* **Stated task 1**:
Name every GIMP tool that the GIMP brush tutorial tells you to use.
* **Stated task 2**:
Copy word for word the stretch of the GIMP brush tutorial from "Now repeat the" through "shown in Fig 6.".

* **Text to read**:
··········

Updated on August 7, 2012
Background created with a custom brush
Background created with a custom brush

GIMP has a number of useful custom brushes for your disposal. But what if you want to make your own brush? This tutorial will guide you through the steps of making your own unique brushes. Once you learn this process, you will be able to create a whole gallery of the brushes you need for working on images.

Open GIMP to make a New Image. I prefer to make my brushes big in case I want to use them for a high resolution image.You can up-size a brush later, but it makes some brushes look pixelated when viewed at 100%.

Go to:File / New Choose settings: Width 3000px, Height 3000px.

Let’s start from a simple example, so we will make a brush you can use to make a stripped background. With Rectangle Select tool make selection on the canvas as shown in Fig.2.

Fig.2
Fig.2

Fill the selection with Black using Bucket Fill tool.

Now on the left hand side of the black stripe we’ve made, make another selection using Rectangle selection tool, but this time much thinner, something about 1/3 of the previous width and fill it with Black as shown in Fig.3.

Fig.3
Fig.3

For the next step there are a few ways to do it. I will show you the one, which I think is the easiest. Make a New transparent layer, make sure it’s selected.

Make selection like we have done it earlier, but this time make it on the right hand side. Make it really thin and as previously fill with black like shown in Fig.4.

Fig.4
Fig.4

Copy our transparent layer with the thin stripe. Select Move tool and in Tool options choose Move the active layer.

Go back to layers, make sure the top one (with the copied stripe) is selected, move it a bit to the right as shown in fig.5. We will repeat this step twice, so if you want precision, you can and use navigation arrows on your keyboard press right arrow 50 times.

Fig.5
Fig.5

Now repeat the last two steps. But instead of copying first transparent layer with thin stripe, copy the one which we’ve been moving. You should end up with what is shown in Fig 6.

··········

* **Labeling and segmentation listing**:
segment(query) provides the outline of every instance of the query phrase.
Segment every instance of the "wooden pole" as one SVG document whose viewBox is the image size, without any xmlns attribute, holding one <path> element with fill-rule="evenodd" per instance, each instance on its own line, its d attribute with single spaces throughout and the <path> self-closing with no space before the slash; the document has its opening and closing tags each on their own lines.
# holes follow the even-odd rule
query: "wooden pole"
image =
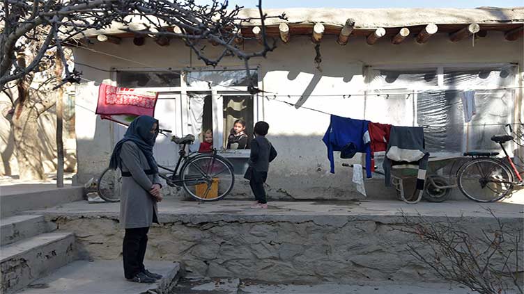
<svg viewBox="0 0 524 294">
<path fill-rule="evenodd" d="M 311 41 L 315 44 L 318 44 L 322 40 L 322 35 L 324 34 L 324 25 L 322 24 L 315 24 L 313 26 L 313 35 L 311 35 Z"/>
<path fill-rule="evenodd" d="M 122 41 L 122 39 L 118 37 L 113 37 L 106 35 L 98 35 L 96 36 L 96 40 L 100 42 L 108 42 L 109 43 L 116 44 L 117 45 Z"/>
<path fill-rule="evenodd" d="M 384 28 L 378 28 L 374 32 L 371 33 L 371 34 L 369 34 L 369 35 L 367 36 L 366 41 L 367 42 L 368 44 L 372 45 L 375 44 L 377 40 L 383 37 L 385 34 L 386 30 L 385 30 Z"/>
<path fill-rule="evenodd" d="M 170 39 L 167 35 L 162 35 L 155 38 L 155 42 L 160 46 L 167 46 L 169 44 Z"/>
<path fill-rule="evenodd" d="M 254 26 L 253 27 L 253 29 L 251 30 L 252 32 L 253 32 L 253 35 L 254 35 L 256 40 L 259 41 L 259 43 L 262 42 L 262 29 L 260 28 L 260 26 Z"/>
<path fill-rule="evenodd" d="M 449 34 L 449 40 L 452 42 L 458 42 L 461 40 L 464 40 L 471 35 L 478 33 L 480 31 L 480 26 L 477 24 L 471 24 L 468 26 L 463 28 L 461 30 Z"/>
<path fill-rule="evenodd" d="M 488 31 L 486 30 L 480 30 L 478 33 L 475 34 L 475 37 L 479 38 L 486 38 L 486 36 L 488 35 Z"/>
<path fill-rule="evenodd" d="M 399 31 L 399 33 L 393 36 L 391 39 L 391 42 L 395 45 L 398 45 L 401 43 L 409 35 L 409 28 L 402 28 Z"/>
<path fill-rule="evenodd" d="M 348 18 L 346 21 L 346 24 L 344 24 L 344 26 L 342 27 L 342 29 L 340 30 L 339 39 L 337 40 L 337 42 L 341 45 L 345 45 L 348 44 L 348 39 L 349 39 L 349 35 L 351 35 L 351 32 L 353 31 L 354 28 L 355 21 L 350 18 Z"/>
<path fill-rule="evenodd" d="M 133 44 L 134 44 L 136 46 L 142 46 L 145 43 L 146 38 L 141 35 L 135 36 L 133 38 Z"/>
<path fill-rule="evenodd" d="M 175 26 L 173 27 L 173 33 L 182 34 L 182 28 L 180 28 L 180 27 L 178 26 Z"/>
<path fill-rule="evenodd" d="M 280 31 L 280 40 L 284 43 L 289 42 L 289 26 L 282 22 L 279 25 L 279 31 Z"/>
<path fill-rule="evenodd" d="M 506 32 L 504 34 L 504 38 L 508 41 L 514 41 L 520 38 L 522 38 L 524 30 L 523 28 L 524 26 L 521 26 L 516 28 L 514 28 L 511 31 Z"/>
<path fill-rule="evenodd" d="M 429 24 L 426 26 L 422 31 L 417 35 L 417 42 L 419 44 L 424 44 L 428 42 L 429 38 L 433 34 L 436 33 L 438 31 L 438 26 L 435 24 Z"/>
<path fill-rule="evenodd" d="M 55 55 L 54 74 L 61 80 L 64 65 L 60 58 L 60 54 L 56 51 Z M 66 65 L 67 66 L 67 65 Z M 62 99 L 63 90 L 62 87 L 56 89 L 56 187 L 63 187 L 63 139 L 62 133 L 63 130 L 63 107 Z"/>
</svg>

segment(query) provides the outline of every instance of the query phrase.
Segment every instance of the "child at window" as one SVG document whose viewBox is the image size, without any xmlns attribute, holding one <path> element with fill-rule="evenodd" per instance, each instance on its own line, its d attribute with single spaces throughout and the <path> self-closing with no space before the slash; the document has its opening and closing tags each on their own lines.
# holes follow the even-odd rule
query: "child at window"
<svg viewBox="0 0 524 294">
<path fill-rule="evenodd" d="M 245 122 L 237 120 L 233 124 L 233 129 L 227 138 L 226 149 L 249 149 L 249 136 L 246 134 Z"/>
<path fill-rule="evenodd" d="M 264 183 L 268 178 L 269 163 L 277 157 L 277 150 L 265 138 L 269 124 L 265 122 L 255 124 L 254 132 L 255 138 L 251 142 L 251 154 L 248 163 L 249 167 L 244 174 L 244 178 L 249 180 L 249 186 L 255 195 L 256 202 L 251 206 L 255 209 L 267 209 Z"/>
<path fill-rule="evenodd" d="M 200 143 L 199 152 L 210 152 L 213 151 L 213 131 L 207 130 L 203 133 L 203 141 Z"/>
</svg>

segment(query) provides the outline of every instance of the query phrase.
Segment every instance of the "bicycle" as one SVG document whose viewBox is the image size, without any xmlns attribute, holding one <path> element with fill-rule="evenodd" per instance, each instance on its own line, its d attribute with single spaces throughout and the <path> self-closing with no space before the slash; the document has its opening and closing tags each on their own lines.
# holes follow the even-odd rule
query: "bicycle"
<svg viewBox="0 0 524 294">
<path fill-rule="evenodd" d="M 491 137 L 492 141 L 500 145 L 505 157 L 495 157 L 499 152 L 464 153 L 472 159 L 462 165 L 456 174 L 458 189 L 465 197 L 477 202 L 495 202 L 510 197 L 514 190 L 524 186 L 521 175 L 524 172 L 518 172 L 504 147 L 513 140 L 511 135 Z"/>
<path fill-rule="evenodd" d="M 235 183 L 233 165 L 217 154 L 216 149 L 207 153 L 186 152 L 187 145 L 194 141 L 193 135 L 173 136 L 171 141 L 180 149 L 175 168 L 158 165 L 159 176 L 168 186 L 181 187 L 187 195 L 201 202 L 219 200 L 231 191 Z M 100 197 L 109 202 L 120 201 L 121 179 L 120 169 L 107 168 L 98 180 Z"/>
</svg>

··········

* **Written answer 1**:
Rectangle Select tool, Bucket Fill tool, Move tool

* **Written answer 2**:
Now repeat the last two steps. But instead of copying first transparent layer with thin stripe, copy the one which we’ve been moving. You should end up with what is shown in Fig 6.